Data section:
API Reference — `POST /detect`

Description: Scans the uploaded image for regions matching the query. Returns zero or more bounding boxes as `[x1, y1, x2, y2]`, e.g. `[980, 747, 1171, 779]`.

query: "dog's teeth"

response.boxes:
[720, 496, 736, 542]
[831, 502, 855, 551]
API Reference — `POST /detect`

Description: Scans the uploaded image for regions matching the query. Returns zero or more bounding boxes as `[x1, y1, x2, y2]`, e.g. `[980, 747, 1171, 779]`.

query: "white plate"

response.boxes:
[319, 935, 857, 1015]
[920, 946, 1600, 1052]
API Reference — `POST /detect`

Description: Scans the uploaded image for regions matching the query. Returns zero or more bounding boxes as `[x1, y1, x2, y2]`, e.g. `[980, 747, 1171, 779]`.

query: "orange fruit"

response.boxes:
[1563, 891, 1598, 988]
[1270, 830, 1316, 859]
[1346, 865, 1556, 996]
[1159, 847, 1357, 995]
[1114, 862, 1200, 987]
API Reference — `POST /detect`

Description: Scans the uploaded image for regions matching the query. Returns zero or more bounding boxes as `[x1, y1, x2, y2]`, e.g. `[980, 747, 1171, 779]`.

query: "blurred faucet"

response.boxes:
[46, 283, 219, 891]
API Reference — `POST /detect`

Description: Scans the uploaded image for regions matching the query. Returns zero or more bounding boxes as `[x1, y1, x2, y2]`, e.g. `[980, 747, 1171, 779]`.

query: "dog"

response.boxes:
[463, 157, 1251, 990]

What is expected: Each entry should be retyped exactly as given.

Exercise answer:
API Reference — `POST /detect`

Description: Scans the uploaded image for regions matching the query. Returns zero or more bounding boxes as `[x1, y1, x2, y2]`, e.g. `[980, 747, 1171, 779]`.

query: "dog's teeth"

response.boxes:
[720, 496, 736, 542]
[831, 502, 855, 551]
API Reference — `POST /detect`

Description: Scans the uploaded image for regions matching the query. Returns zero or more bounding boxes as `[x1, y1, x2, y2]`, e.g. `[980, 747, 1171, 779]`.

query: "white plate"

response.boxes:
[319, 935, 857, 1015]
[920, 946, 1600, 1052]
API Reference — `POST /detect`

Description: Scans the uploaded image for regions matching the query. Returns zero or more bounding boxes as `[x1, y1, x2, y2]`, e.g. `[980, 747, 1171, 779]`.

query: "orange fruit"

response.boxes:
[1563, 891, 1598, 988]
[1270, 830, 1316, 859]
[1346, 865, 1556, 996]
[1159, 847, 1357, 995]
[1114, 862, 1200, 987]
API Reference — `POST /detect`

Description: Scans the uploaded image for regions matching the query. Returns zero or more bounding boxes as `[x1, y1, x2, y2]`, e.g. `[980, 747, 1171, 779]`.

query: "blurred faucet"

response.boxes:
[46, 283, 219, 891]
API Reference — `POST /detect`

Description: Scans the uploaded image for regions matching the query. Returns zero or more bounding boxes as `[x1, y1, x2, y2]`, e.g. `[980, 747, 1171, 779]`.

query: "dog"

response.boxes:
[463, 157, 1251, 990]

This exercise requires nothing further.